··· Input records

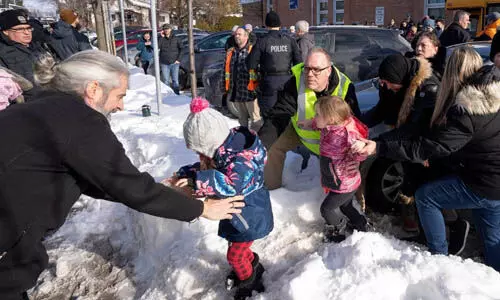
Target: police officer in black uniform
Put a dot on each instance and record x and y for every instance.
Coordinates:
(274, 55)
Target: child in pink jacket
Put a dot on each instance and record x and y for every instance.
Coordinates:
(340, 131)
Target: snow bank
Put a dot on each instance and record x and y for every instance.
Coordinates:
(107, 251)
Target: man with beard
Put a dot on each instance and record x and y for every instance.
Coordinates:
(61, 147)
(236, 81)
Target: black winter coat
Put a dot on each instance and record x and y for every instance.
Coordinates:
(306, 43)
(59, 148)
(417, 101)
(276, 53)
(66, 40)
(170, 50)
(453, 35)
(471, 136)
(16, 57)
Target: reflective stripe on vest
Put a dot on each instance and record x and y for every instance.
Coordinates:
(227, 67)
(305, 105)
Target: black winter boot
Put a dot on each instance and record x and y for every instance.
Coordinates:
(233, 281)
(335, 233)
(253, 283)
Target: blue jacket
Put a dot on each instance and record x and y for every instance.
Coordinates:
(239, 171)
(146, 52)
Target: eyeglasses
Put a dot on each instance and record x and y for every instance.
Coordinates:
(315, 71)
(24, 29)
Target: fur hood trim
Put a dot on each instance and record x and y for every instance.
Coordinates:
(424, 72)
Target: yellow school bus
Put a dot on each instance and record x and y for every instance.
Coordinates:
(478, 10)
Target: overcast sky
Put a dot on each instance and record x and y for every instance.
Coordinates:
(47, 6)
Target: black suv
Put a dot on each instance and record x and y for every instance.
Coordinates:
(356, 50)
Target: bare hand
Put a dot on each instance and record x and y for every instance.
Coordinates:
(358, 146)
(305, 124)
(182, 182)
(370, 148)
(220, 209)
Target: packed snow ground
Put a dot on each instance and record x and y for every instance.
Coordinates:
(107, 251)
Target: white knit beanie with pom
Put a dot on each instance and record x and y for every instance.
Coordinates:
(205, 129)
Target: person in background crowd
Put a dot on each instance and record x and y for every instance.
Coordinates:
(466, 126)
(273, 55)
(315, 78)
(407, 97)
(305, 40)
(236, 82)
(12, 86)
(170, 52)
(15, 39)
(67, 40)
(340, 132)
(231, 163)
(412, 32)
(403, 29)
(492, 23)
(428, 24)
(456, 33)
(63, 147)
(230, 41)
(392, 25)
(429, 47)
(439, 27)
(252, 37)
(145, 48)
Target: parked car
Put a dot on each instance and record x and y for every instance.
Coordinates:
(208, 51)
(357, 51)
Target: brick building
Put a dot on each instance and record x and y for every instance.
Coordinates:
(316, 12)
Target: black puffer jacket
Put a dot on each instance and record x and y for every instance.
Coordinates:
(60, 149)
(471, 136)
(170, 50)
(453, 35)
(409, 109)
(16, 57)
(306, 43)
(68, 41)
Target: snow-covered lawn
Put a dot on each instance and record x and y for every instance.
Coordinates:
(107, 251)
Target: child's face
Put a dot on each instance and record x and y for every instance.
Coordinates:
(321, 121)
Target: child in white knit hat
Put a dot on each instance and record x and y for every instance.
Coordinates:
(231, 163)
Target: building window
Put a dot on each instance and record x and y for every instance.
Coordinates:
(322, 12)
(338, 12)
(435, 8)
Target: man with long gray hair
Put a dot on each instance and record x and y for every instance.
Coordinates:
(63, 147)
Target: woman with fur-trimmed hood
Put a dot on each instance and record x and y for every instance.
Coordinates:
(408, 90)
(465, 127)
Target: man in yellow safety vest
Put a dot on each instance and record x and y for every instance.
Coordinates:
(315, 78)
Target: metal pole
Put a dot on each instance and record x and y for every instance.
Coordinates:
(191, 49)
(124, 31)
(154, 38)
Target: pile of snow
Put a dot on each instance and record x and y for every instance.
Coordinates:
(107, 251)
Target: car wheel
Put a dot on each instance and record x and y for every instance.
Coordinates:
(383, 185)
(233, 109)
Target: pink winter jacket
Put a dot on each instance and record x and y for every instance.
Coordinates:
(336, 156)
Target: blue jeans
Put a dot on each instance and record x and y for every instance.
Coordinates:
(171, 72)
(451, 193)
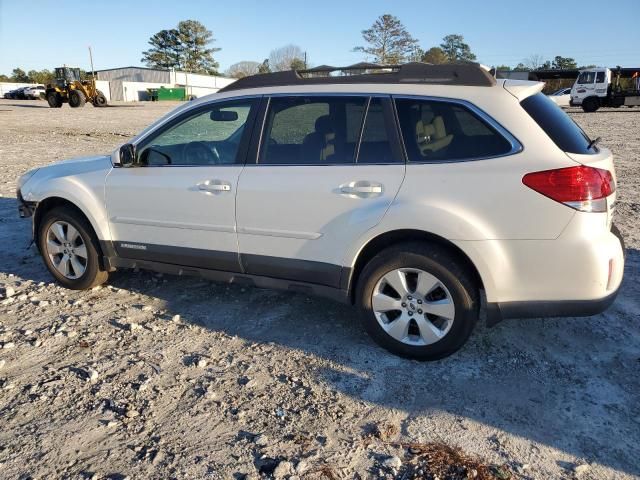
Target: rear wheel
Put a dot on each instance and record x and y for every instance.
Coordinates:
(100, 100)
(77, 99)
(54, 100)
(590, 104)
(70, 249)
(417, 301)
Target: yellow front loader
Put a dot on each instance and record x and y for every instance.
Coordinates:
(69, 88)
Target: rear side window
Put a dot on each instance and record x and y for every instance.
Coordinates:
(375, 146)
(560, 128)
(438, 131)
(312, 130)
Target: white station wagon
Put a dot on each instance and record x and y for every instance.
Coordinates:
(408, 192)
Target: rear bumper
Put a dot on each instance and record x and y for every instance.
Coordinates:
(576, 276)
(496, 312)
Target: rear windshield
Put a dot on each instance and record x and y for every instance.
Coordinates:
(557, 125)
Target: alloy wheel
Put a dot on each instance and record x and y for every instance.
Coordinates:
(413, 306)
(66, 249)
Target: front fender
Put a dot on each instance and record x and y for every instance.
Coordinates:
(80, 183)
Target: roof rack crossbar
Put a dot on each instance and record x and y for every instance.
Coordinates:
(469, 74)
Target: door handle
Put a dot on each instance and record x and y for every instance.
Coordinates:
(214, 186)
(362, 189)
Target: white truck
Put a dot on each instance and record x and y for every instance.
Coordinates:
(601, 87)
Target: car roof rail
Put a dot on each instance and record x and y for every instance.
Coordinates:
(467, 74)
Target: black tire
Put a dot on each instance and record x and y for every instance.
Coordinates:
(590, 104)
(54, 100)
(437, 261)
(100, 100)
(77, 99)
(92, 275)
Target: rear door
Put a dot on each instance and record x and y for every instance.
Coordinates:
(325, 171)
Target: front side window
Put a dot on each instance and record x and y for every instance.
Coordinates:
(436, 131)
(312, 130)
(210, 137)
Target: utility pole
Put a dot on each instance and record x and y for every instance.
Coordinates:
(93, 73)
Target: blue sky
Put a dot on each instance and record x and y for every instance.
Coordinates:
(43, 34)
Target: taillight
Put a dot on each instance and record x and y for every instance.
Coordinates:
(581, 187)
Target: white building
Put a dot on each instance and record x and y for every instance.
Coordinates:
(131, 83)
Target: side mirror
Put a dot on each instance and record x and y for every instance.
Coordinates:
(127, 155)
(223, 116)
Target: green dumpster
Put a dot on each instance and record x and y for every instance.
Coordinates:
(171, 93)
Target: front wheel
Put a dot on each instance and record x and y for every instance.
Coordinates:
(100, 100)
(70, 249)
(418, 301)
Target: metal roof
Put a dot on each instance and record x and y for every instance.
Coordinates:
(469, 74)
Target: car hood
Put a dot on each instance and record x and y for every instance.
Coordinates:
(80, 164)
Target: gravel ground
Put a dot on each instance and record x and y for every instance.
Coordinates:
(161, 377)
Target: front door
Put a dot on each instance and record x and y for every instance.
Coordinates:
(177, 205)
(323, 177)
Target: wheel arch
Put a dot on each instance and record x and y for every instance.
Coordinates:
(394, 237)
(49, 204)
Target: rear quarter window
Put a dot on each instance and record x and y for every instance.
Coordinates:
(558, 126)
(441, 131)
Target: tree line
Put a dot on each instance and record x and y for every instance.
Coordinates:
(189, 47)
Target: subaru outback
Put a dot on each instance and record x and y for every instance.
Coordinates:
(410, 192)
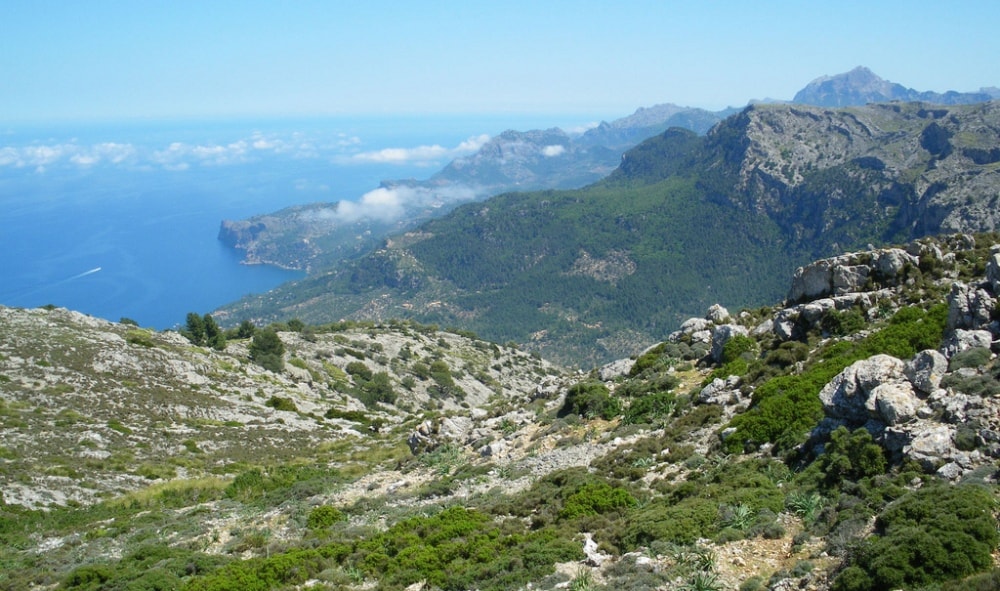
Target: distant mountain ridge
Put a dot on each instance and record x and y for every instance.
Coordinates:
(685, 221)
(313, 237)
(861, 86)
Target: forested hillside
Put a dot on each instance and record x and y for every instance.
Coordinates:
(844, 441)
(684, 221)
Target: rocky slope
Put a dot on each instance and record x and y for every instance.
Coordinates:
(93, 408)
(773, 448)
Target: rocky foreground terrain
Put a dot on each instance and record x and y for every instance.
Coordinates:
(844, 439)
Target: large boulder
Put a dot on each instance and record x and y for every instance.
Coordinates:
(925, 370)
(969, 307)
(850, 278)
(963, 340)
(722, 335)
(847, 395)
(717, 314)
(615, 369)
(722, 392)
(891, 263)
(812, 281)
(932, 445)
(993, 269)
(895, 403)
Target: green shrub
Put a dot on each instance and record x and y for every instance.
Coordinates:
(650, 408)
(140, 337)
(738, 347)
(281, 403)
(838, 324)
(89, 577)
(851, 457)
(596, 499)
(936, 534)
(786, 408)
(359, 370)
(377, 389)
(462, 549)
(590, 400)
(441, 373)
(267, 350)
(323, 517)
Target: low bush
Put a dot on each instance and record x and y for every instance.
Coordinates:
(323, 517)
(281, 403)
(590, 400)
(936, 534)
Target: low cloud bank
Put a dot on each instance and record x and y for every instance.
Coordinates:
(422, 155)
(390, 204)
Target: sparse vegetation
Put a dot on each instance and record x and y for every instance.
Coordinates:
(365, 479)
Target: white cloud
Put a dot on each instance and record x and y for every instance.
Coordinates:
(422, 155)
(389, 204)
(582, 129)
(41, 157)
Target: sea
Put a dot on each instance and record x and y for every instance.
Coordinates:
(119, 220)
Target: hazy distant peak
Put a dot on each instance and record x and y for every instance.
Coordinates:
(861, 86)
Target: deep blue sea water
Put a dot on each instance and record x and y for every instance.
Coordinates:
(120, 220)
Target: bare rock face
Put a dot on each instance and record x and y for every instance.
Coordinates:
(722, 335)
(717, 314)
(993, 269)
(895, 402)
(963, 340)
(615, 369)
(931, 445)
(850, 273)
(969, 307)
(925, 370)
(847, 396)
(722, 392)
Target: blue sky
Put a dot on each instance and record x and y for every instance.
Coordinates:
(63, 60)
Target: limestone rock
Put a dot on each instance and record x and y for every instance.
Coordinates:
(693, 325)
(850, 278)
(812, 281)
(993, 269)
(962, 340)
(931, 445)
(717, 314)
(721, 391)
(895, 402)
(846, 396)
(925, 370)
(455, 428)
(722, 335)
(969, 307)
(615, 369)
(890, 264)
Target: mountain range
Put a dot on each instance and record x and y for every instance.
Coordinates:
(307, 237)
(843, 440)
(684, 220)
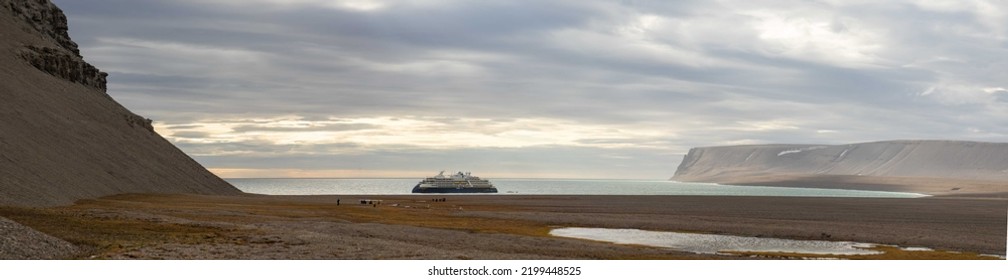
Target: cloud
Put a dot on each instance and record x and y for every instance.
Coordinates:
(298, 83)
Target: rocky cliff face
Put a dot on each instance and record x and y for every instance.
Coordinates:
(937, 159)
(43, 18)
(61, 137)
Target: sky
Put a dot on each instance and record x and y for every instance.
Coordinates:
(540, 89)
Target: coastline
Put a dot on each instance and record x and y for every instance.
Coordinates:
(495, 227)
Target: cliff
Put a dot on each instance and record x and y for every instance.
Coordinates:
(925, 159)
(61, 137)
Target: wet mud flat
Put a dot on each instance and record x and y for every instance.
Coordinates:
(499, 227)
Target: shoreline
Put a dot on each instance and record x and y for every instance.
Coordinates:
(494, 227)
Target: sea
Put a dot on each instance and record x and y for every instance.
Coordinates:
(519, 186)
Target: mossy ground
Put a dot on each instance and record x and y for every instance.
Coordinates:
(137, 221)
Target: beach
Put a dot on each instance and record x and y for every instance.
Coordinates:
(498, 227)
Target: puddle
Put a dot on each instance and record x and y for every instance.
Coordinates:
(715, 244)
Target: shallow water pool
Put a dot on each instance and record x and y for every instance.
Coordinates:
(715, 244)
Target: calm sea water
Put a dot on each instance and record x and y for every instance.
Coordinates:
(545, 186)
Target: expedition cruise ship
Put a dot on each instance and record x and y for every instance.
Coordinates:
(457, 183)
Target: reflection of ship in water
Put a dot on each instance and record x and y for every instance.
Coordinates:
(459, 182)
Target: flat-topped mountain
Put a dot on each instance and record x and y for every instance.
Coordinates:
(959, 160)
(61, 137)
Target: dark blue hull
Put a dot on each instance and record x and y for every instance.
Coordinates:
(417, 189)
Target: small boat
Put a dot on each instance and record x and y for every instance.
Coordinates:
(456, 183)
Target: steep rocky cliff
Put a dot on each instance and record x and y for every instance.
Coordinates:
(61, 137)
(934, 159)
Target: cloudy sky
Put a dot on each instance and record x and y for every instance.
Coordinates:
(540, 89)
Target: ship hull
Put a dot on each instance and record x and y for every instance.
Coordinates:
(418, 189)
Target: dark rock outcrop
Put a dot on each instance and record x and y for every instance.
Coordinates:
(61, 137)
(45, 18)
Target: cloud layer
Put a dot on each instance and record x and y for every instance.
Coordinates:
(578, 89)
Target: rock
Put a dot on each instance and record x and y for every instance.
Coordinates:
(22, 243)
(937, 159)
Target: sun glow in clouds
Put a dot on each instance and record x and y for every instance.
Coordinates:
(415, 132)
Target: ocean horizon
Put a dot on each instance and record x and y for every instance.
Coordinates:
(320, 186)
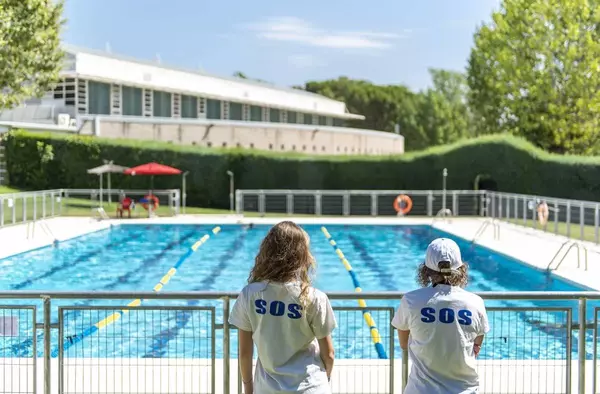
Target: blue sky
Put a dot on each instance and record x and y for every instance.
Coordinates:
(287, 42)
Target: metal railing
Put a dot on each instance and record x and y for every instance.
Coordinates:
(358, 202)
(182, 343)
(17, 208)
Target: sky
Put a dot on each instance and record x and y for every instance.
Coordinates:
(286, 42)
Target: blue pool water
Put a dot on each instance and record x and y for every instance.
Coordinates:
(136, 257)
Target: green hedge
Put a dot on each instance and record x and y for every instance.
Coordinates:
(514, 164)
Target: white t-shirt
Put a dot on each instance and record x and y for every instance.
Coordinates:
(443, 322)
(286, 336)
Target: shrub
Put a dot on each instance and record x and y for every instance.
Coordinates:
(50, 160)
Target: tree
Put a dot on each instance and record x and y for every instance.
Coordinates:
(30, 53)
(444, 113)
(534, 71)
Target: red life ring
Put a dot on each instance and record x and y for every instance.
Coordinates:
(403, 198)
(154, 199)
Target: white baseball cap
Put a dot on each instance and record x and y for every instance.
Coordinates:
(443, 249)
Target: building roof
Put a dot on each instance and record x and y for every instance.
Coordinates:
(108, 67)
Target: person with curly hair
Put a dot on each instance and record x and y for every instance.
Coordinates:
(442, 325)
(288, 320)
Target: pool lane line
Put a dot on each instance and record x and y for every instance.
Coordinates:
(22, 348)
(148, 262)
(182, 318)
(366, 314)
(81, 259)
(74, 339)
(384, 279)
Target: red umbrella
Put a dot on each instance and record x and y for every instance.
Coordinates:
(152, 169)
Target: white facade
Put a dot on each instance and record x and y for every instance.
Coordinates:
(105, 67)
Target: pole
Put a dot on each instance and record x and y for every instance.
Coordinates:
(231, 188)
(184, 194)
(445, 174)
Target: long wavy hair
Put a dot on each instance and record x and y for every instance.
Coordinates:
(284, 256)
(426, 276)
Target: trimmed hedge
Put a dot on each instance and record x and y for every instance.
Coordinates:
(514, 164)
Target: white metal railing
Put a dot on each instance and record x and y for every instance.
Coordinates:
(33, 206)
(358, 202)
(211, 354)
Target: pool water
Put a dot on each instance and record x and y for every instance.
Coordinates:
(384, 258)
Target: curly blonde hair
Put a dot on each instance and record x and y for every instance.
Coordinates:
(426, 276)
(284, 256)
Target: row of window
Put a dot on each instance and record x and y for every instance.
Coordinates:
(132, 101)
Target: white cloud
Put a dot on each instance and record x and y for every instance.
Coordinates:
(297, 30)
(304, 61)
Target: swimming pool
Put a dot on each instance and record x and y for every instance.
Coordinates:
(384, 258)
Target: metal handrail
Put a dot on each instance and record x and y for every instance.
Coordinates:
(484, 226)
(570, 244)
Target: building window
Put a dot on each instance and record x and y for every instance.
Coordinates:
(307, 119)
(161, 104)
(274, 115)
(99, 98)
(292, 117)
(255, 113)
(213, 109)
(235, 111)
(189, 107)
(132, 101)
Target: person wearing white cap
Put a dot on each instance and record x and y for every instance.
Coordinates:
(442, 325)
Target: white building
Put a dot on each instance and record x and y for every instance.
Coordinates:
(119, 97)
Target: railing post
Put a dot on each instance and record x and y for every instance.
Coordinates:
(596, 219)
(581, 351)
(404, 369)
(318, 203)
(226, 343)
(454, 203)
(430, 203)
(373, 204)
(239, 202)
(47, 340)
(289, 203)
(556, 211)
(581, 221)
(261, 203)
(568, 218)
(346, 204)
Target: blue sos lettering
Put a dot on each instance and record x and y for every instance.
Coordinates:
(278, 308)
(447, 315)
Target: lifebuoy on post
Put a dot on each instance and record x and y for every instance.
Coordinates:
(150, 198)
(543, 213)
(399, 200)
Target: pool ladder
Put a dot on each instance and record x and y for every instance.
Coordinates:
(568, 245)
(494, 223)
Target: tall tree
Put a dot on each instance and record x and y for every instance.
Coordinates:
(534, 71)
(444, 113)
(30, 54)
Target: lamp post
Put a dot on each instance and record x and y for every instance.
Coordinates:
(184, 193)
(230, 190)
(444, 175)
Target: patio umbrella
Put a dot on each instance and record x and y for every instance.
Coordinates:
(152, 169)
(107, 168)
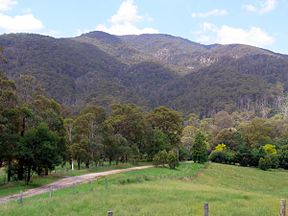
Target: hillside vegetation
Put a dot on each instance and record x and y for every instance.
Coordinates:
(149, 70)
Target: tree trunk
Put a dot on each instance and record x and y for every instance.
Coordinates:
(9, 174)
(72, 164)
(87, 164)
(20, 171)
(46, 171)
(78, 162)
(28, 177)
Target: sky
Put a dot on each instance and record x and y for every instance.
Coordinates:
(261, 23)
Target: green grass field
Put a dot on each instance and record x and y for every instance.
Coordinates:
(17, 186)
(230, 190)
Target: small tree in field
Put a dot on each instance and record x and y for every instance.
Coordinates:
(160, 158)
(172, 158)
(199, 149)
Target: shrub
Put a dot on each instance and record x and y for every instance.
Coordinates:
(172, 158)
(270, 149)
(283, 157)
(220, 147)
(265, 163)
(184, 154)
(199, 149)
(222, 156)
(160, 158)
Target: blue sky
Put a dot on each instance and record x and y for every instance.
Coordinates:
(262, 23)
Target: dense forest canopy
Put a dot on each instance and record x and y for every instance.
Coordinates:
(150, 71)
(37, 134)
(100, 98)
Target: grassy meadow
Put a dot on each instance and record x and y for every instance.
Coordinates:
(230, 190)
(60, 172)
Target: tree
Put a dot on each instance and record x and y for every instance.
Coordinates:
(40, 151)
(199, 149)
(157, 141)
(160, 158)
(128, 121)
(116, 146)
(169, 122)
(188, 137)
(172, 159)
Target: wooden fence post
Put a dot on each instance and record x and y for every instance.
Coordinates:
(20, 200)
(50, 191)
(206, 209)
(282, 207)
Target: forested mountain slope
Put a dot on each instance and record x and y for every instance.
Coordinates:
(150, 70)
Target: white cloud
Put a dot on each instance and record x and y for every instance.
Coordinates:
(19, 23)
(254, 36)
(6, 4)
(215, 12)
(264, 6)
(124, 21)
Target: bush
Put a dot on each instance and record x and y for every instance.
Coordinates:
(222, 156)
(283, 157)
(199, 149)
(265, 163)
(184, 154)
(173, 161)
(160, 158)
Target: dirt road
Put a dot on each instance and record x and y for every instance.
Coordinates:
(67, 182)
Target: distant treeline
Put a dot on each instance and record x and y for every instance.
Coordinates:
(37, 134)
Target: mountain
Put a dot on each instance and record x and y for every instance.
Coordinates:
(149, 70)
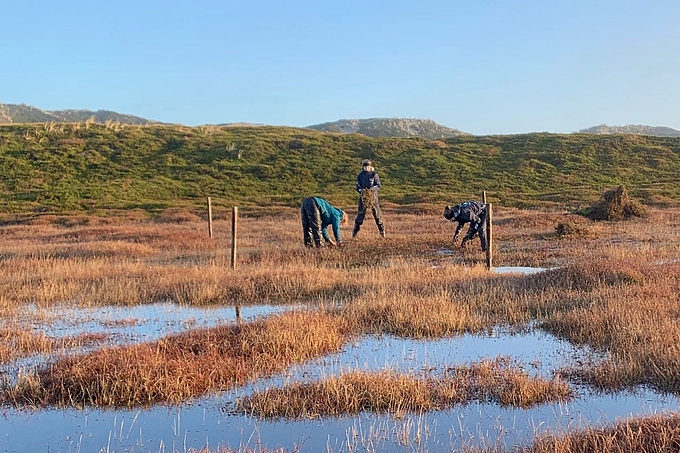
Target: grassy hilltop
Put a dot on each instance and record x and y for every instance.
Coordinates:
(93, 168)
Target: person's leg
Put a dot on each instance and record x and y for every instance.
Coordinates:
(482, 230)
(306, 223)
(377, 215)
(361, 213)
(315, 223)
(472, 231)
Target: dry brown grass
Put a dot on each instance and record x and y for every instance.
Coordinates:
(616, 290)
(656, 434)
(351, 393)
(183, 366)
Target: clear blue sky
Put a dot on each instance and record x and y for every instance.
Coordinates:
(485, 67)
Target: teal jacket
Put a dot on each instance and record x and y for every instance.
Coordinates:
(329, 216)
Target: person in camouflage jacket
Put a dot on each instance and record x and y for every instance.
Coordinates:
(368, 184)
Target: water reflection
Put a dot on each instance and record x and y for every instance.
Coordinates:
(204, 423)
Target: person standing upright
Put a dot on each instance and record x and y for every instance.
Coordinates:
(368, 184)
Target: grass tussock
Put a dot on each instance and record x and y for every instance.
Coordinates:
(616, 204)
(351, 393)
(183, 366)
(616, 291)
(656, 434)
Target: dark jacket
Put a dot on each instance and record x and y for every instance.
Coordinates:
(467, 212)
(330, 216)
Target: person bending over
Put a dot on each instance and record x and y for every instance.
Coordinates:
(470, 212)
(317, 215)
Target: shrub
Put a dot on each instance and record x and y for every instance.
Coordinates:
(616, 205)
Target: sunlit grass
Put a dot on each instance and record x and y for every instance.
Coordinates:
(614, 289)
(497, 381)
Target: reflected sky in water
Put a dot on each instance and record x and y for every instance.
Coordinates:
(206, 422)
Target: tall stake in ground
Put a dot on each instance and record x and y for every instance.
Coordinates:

······

Work to do: Give again only the lines starting at the one that contains "Target: grassy hilltop" and running to the end of the data.

Finished answer:
Target: grassy hilltop
Put a dot on each instance and record x and y for every instance.
Coordinates:
(93, 168)
Target: person's leg
Put a dot on each instance and record x and y for every instance.
Coordinates:
(482, 230)
(306, 223)
(377, 215)
(361, 213)
(315, 223)
(472, 231)
Target: dry brown grass
Put a dot on each instance and record x and y for every instance.
Coordinates:
(616, 290)
(656, 434)
(351, 393)
(183, 366)
Target: clear blue sky
Put a dot on each instance and record x and y for every instance.
Coordinates:
(485, 67)
Target: teal jacket
Put a dot on each instance and record x and y for every instance.
Coordinates:
(329, 216)
Target: person in camouflage jacket
Put a dot on each instance and record x and y for every instance.
Coordinates:
(368, 184)
Target: water reflection
Put a dot on each instance and record x and y for every instance.
Coordinates:
(204, 423)
Target: person standing upright
Put a dot on each instance and record x and y for every instance.
Coordinates:
(368, 184)
Target: grass tussock
Put a dot on each instance and record x and y for every instance.
Coordinates:
(616, 204)
(351, 393)
(183, 366)
(616, 291)
(656, 434)
Target: dark jacket
Put a dot on each instance and record x and y for every instance.
Coordinates:
(467, 212)
(330, 216)
Target: person bending over
Put a dot on each instance and record x and y for every instance.
Coordinates:
(470, 212)
(317, 215)
Target: shrub
Put a dot on each instance and record x and y for every instance.
Coordinates:
(616, 205)
Target: sunlit grass
Put a dot on each instance and record x and y for every instance.
Coordinates:
(614, 289)
(497, 381)
Target: reflected sky in water
Put a dot on each instance and record x and y for every instance.
Coordinates:
(206, 422)
Target: tall stake in ground
Put a dot on each instance and record x and y for every instance.
Coordinates:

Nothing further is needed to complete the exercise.